Saved data entries:
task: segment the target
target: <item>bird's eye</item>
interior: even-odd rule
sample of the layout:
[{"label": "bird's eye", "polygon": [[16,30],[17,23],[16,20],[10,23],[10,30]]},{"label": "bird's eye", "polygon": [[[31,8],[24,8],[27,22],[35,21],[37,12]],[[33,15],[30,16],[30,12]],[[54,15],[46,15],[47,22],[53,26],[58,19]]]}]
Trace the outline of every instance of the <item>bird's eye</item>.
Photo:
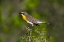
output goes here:
[{"label": "bird's eye", "polygon": [[19,12],[19,14],[24,14],[24,12]]}]

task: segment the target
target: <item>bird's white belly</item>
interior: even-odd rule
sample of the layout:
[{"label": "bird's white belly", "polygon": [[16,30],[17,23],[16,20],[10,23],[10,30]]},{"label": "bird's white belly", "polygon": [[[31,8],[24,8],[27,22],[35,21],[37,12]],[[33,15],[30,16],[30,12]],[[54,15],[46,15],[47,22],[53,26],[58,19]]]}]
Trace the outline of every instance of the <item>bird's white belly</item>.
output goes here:
[{"label": "bird's white belly", "polygon": [[32,26],[34,26],[32,22],[29,22],[29,21],[28,21],[28,23],[31,24]]}]

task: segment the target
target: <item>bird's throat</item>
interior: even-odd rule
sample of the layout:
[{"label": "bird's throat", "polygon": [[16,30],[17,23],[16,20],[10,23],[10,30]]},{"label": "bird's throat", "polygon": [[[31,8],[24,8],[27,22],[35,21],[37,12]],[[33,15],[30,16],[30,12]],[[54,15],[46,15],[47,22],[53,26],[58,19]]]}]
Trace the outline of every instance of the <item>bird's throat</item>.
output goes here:
[{"label": "bird's throat", "polygon": [[26,16],[25,16],[25,15],[23,15],[23,14],[21,14],[21,15],[22,15],[22,18],[23,18],[26,22],[28,22],[28,20],[27,20]]}]

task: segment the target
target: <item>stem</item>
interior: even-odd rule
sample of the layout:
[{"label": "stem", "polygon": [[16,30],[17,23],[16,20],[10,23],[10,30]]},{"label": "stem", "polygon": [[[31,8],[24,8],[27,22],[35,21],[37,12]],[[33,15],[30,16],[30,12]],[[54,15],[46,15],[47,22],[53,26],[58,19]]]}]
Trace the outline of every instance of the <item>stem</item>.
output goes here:
[{"label": "stem", "polygon": [[29,27],[26,27],[26,29],[28,30],[28,33],[27,33],[28,34],[27,35],[28,42],[31,42],[31,29]]}]

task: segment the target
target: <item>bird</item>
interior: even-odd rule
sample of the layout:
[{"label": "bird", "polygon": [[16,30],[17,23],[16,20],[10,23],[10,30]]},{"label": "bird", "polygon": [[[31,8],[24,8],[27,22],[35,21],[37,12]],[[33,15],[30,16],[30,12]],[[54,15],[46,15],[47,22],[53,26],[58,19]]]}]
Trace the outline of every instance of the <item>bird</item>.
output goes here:
[{"label": "bird", "polygon": [[47,22],[42,22],[31,15],[29,15],[27,12],[19,12],[19,14],[22,16],[22,18],[28,23],[31,24],[32,26],[36,25],[39,26],[40,24],[49,24]]}]

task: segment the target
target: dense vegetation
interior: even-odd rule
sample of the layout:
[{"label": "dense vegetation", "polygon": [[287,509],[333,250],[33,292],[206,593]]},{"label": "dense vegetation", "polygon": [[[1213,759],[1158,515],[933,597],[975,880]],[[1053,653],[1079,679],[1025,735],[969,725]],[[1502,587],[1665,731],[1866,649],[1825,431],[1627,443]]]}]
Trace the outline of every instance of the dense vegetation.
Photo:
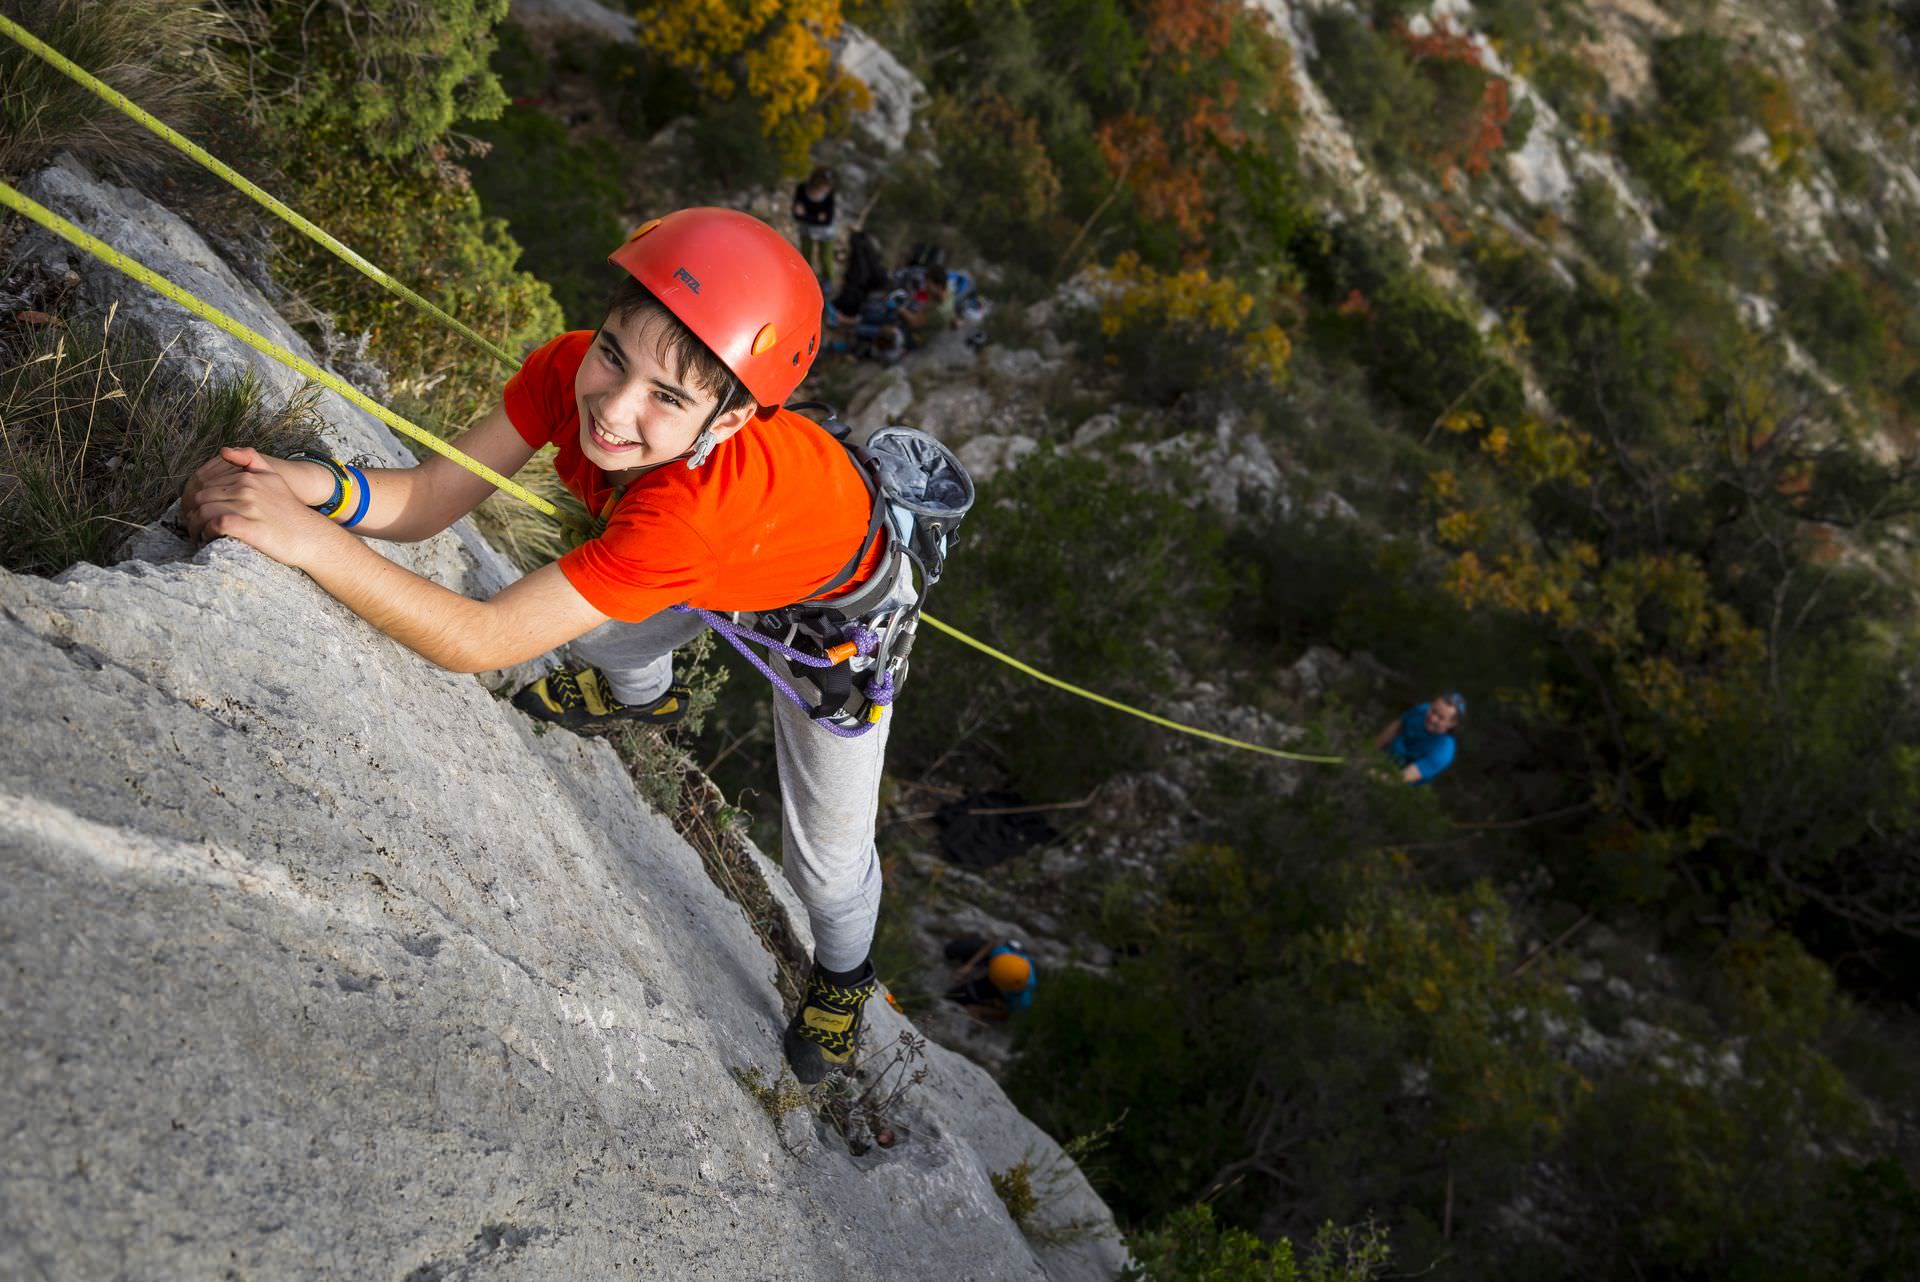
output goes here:
[{"label": "dense vegetation", "polygon": [[[1920,215],[1888,195],[1920,4],[1783,3],[1798,60],[1687,6],[1637,92],[1577,0],[1489,0],[1472,30],[1316,8],[1307,73],[1417,254],[1300,159],[1295,50],[1225,0],[644,5],[636,45],[535,38],[504,0],[224,7],[101,7],[179,35],[106,61],[149,100],[208,68],[166,113],[509,345],[593,323],[635,215],[777,201],[850,154],[863,91],[818,41],[847,20],[929,92],[870,229],[994,269],[1001,343],[1085,287],[1051,322],[1068,373],[1023,406],[1042,447],[986,488],[940,611],[1136,702],[1204,677],[1361,758],[1222,758],[1170,866],[1066,888],[1063,928],[1119,960],[1046,977],[1008,1085],[1063,1139],[1121,1119],[1102,1187],[1149,1276],[1364,1276],[1370,1233],[1307,1244],[1369,1217],[1436,1278],[1920,1274]],[[84,110],[0,158],[91,147],[156,181]],[[1548,113],[1621,175],[1559,212],[1505,167]],[[1808,184],[1837,211],[1811,232]],[[496,393],[304,244],[225,234],[270,236],[316,337],[404,408],[457,424]],[[1108,410],[1110,447],[1067,448]],[[1222,512],[1125,448],[1223,413],[1354,519]],[[1290,700],[1273,674],[1313,645],[1389,688]],[[1064,799],[1188,751],[928,650],[902,779]],[[699,747],[764,787],[746,684]],[[1383,782],[1373,729],[1442,686],[1474,696],[1461,765]]]},{"label": "dense vegetation", "polygon": [[[1086,888],[1083,928],[1123,960],[1053,978],[1010,1086],[1063,1135],[1125,1113],[1109,1193],[1140,1223],[1200,1197],[1304,1239],[1373,1212],[1398,1262],[1462,1277],[1899,1276],[1920,1266],[1897,1067],[1920,961],[1914,214],[1882,229],[1898,252],[1809,261],[1769,219],[1811,116],[1762,52],[1703,23],[1612,98],[1555,63],[1574,8],[1481,16],[1618,141],[1657,239],[1601,184],[1577,221],[1507,213],[1493,161],[1531,104],[1465,33],[1315,13],[1316,80],[1442,230],[1424,268],[1325,215],[1285,95],[1223,110],[1250,101],[1229,81],[1288,83],[1231,6],[885,16],[942,53],[942,165],[901,180],[899,217],[1018,245],[1016,288],[1108,264],[1080,339],[1136,433],[1232,407],[1367,518],[1163,511],[1137,468],[1043,452],[990,487],[1021,519],[981,522],[945,611],[989,636],[1052,621],[1053,670],[1149,703],[1223,671],[1268,701],[1262,674],[1316,642],[1370,651],[1407,702],[1491,696],[1471,769],[1426,795],[1355,772],[1277,798],[1223,763],[1157,886]],[[1849,12],[1841,80],[1911,67],[1910,20]],[[1910,156],[1916,104],[1879,101],[1866,127]],[[994,201],[968,198],[983,174]],[[1269,321],[1283,361],[1221,358]],[[1172,637],[1169,672],[1140,641]],[[1173,750],[971,657],[941,679],[902,773],[1068,798]],[[1354,748],[1393,710],[1296,716]],[[1547,945],[1596,921],[1634,941],[1602,954],[1630,978],[1574,1001]]]}]

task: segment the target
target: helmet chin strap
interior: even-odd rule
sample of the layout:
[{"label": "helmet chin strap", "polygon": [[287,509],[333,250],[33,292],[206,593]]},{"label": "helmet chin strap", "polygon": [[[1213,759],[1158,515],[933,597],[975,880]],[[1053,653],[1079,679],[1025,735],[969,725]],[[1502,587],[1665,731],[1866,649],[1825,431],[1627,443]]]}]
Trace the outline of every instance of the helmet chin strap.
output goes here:
[{"label": "helmet chin strap", "polygon": [[707,457],[713,453],[713,447],[720,443],[713,439],[713,425],[732,404],[733,388],[728,387],[727,394],[720,398],[714,405],[713,412],[707,415],[707,421],[700,425],[700,435],[693,438],[693,446],[686,455],[689,469],[699,467],[706,462]]}]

→ Exercise instructions:
Please retype the data exactly, but do not carry over any picture.

→ Output below:
task: segment the target
target: <item>bird's eye</item>
interior: even-odd rule
sample of the layout:
[{"label": "bird's eye", "polygon": [[16,30],[17,23],[16,20],[10,23],[10,30]]},{"label": "bird's eye", "polygon": [[[31,8],[24,8],[27,22],[35,21],[37,12]],[[33,15],[30,16],[30,12]],[[54,15],[46,15],[47,22],[53,26],[58,19]]]}]
Trace the outline of every instance of the <item>bird's eye</item>.
Photo:
output goes here:
[{"label": "bird's eye", "polygon": [[19,12],[19,14],[24,14],[24,12]]}]

task: segment the target
target: <item>bird's white belly</item>
interior: even-odd rule
sample of the layout:
[{"label": "bird's white belly", "polygon": [[16,30],[17,23],[16,20],[10,23],[10,30]]},{"label": "bird's white belly", "polygon": [[[31,8],[24,8],[27,22],[35,21],[37,12]],[[33,15],[30,16],[30,12]],[[54,15],[46,15],[47,22],[53,26],[58,19]]]}]
Trace the outline of every instance of the <item>bird's white belly</item>.
output goes here:
[{"label": "bird's white belly", "polygon": [[32,26],[34,26],[32,22],[29,22],[29,21],[28,21],[28,23],[31,24]]}]

task: segment the target
target: <item>bird's throat</item>
interior: even-odd rule
sample of the layout:
[{"label": "bird's throat", "polygon": [[16,30],[17,23],[16,20],[10,23],[10,30]]},{"label": "bird's throat", "polygon": [[[31,8],[24,8],[27,22],[35,21],[37,12]],[[33,15],[30,16],[30,12]],[[54,15],[46,15],[47,22],[53,26],[58,19]]]}]
Trace the outline of every instance of the <item>bird's throat</item>.
output goes here:
[{"label": "bird's throat", "polygon": [[26,16],[25,16],[25,15],[23,15],[23,14],[21,14],[21,15],[22,15],[22,18],[23,18],[26,22],[28,22],[28,20],[27,20]]}]

task: segment the target
target: <item>stem</item>
interior: even-odd rule
sample of the layout:
[{"label": "stem", "polygon": [[16,30],[17,23],[16,20],[10,23],[10,30]]},{"label": "stem", "polygon": [[[31,8],[24,8],[27,22],[35,21],[37,12]],[[33,15],[30,16],[30,12]],[[54,15],[46,15],[47,22],[53,26],[58,19]]]}]
Trace the outline of every instance of the <item>stem</item>.
output goes here:
[{"label": "stem", "polygon": [[29,27],[26,27],[26,29],[28,30],[28,33],[27,33],[28,34],[27,35],[28,42],[31,42],[31,29]]}]

task: segment the target
target: <item>bird</item>
interior: even-odd rule
sample of the layout:
[{"label": "bird", "polygon": [[16,30],[17,23],[16,20],[10,23],[10,30]]},{"label": "bird", "polygon": [[[31,8],[24,8],[27,22],[35,21],[37,12]],[[33,15],[30,16],[30,12]],[[54,15],[46,15],[47,22],[53,26],[58,19]]]}]
Trace the outline of every instance of the <item>bird</item>.
output goes here:
[{"label": "bird", "polygon": [[47,22],[42,22],[31,15],[29,15],[27,12],[19,12],[19,14],[22,16],[22,18],[28,23],[31,24],[32,26],[36,25],[39,26],[40,24],[49,24]]}]

task: segment the target
target: dense vegetation
interior: even-odd rule
sample of the layout:
[{"label": "dense vegetation", "polygon": [[287,509],[333,250],[33,292],[206,593]]},{"label": "dense vegetation", "polygon": [[[1213,759],[1158,515],[933,597],[975,880]],[[1053,653],[1079,679],[1025,735],[969,725]],[[1502,587],[1665,731],[1866,649],[1825,431],[1627,443]]]}]
Trace the outline of every instance of the dense vegetation.
Photo:
output goes here:
[{"label": "dense vegetation", "polygon": [[[1920,215],[1888,195],[1920,4],[1783,3],[1798,60],[1687,6],[1637,92],[1577,0],[1489,0],[1472,30],[1316,8],[1307,73],[1417,254],[1300,159],[1295,50],[1225,0],[644,5],[636,45],[535,38],[504,0],[224,7],[101,7],[179,35],[106,61],[149,100],[208,68],[166,113],[509,345],[593,323],[635,215],[777,201],[850,154],[863,91],[818,41],[847,20],[929,92],[870,229],[994,269],[1001,343],[1085,287],[1051,322],[1068,373],[1023,406],[1042,447],[986,488],[940,611],[1136,702],[1204,677],[1361,758],[1222,758],[1170,866],[1066,888],[1063,928],[1119,960],[1046,977],[1008,1085],[1063,1139],[1121,1119],[1102,1187],[1149,1276],[1364,1276],[1370,1233],[1307,1244],[1369,1217],[1436,1278],[1920,1274]],[[84,110],[0,158],[91,147],[156,181]],[[1548,113],[1621,175],[1559,212],[1505,167]],[[1808,184],[1837,211],[1811,232]],[[496,393],[304,244],[225,234],[270,236],[316,337],[404,408],[457,424]],[[1108,410],[1110,447],[1067,448]],[[1222,512],[1125,448],[1223,413],[1354,519]],[[1290,700],[1273,674],[1313,645],[1389,688]],[[1064,799],[1188,751],[928,650],[902,779]],[[699,747],[764,787],[746,684]],[[1383,782],[1373,729],[1442,686],[1474,696],[1461,765]]]},{"label": "dense vegetation", "polygon": [[[1086,888],[1083,928],[1123,960],[1053,978],[1010,1086],[1063,1135],[1125,1113],[1109,1193],[1140,1223],[1200,1197],[1304,1239],[1373,1212],[1398,1262],[1462,1277],[1899,1276],[1920,1266],[1897,1067],[1920,961],[1914,214],[1882,229],[1898,252],[1809,261],[1769,219],[1811,116],[1762,52],[1703,23],[1612,98],[1555,63],[1574,8],[1481,16],[1618,141],[1657,239],[1601,184],[1577,221],[1507,213],[1493,161],[1531,104],[1465,33],[1315,13],[1316,80],[1442,230],[1424,268],[1325,215],[1285,95],[1223,110],[1250,101],[1229,81],[1288,83],[1231,6],[885,16],[942,53],[942,165],[901,180],[899,217],[1018,245],[1016,288],[1108,264],[1080,339],[1136,433],[1232,407],[1367,518],[1163,511],[1137,468],[1043,452],[990,487],[1021,519],[981,522],[945,611],[989,636],[1052,621],[1053,670],[1149,703],[1223,671],[1268,701],[1262,674],[1316,642],[1370,651],[1407,702],[1491,696],[1471,769],[1426,795],[1355,772],[1277,798],[1223,763],[1157,886]],[[1849,12],[1841,80],[1911,67],[1910,20]],[[1910,156],[1916,104],[1879,101],[1866,127]],[[994,201],[968,198],[983,174]],[[1269,321],[1283,361],[1221,358]],[[1172,637],[1169,672],[1140,641]],[[1173,750],[971,657],[941,679],[902,773],[1068,798]],[[1354,748],[1393,710],[1296,716]],[[1547,945],[1596,921],[1634,941],[1602,954],[1630,978],[1574,1001]]]}]

task: segment the target
target: helmet chin strap
interior: even-odd rule
sample of the layout:
[{"label": "helmet chin strap", "polygon": [[287,509],[333,250],[33,292],[206,593]]},{"label": "helmet chin strap", "polygon": [[[1213,759],[1158,515],[933,597],[975,880]],[[1053,653],[1079,679],[1025,735],[969,725]],[[1502,587],[1665,731],[1866,649],[1825,431],[1627,443]]]}]
Trace the outline of every instance of the helmet chin strap.
output goes here:
[{"label": "helmet chin strap", "polygon": [[707,457],[713,453],[713,447],[720,443],[713,439],[713,425],[732,404],[733,388],[728,387],[727,394],[720,398],[714,405],[713,412],[707,415],[707,421],[700,425],[700,435],[693,438],[693,446],[686,455],[689,469],[699,467],[706,462]]}]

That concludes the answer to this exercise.